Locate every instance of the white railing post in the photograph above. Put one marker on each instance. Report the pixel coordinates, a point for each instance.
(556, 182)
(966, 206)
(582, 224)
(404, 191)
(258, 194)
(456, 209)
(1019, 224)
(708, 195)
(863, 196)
::::::::
## WORK TO COMPLETE
Can you put every line of the records above into a JSON list of strings, one string per line, with blank lines left out?

## ANSWER FOR THIS EXERCISE
[
  "Locate every instance of the white railing post in the photograph above. Put one marker on each instance. Report the pixel coordinates, a point for each instance.",
  "(556, 182)",
  "(966, 206)",
  "(582, 224)",
  "(404, 191)",
  "(258, 194)",
  "(456, 209)",
  "(1019, 224)",
  "(708, 195)",
  "(863, 196)"
]